Source document -

--------

Re: Issue-65: How does logged in and logged out state work -- Draft Proposal

In general i'm really excited about the progress on the response header!
but given that we've just reviewed it this afternoon i do need to get more
feedback both internally and from publishers in order to ensure that this
is reasonably implementable. and i believe we need to discuss this as a
group before any issues are formally closed. it's worth stepping back for a
moment and making sure we all know what we're signing up for, but this is
great progress.




On Wed, Jan 25, 2012 at 7:51 PM, Tom Lowenthal <tom@mozilla.com> wrote:

> In that case, let's follow the simplicity principle and avoid
> extraneous text. I'm closing ISSUE-65 and ACTION-70.

--------

Entries shown -

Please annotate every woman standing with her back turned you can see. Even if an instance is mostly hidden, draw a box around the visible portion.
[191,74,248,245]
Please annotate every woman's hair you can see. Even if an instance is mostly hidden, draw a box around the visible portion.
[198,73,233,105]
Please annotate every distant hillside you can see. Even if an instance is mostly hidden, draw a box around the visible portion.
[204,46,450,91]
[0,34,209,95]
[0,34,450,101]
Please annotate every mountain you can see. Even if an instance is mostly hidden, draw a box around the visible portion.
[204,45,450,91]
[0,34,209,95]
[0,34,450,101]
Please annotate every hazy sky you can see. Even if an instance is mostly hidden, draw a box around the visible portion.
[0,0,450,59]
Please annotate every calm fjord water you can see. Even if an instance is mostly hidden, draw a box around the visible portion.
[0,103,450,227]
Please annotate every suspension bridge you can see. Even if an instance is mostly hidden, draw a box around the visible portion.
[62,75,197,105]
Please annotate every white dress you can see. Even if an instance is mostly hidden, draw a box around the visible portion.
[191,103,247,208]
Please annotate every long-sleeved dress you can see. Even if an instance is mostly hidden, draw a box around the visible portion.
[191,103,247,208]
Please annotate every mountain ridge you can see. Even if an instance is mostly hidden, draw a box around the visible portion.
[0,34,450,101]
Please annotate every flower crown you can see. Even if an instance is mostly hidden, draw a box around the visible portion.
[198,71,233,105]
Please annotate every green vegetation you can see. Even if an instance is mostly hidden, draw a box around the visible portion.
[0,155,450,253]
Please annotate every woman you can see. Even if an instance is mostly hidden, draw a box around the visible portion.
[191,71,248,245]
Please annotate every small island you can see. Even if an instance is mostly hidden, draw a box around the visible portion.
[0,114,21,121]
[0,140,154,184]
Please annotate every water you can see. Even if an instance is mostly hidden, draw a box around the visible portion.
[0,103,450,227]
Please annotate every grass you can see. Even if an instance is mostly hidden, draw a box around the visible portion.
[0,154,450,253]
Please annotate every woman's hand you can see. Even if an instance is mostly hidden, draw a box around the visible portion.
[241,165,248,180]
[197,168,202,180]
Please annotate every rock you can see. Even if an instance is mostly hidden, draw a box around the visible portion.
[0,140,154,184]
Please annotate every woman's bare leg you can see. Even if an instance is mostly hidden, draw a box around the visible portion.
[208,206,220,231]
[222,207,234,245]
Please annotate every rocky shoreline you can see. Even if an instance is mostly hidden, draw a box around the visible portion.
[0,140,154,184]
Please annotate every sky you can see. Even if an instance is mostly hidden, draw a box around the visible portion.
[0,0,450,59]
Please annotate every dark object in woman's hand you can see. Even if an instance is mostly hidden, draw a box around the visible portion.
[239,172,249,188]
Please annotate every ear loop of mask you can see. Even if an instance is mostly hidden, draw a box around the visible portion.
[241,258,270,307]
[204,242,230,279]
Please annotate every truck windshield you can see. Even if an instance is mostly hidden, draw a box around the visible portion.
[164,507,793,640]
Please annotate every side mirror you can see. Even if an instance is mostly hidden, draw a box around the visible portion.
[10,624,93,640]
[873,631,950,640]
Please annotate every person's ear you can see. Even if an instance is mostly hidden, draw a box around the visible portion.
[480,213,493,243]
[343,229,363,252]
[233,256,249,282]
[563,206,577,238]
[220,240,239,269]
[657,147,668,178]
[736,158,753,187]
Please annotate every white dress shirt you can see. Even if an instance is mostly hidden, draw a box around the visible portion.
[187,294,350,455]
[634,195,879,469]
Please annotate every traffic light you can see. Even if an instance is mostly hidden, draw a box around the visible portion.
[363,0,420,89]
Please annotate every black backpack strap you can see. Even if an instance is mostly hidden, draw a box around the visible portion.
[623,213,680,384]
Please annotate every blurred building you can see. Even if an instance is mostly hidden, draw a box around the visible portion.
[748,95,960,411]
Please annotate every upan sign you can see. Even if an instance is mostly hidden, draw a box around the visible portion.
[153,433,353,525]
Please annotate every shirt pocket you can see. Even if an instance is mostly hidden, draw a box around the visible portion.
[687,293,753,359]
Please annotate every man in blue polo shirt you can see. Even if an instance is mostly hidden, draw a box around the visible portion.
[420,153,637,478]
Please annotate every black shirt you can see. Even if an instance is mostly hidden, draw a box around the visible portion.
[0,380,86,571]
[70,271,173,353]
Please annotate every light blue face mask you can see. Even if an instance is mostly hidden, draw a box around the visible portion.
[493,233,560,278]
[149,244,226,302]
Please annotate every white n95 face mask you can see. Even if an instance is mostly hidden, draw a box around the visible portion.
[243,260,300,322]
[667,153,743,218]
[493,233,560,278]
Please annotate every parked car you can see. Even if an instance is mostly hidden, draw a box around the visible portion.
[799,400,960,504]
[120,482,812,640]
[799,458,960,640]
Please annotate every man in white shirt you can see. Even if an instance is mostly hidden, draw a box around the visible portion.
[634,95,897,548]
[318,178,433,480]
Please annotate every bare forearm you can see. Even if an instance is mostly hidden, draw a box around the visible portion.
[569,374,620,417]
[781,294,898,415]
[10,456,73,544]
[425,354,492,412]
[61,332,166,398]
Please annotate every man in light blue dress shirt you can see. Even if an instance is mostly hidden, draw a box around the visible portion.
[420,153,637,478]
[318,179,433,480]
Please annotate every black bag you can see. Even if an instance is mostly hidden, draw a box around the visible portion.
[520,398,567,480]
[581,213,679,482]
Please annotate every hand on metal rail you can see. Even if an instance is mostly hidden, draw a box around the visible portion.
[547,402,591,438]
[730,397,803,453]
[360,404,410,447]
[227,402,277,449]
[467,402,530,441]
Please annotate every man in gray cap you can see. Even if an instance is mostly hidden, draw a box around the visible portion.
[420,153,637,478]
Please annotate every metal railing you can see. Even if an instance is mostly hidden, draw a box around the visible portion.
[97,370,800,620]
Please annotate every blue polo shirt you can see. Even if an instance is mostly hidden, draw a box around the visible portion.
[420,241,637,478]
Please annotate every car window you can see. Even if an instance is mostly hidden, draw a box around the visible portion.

--------

Aim of the exercise -
According to the email, which two items does Tom Lowenthal say he is closing? The data plays no part in this.

In response -
ISSUE-65 and ACTION-70.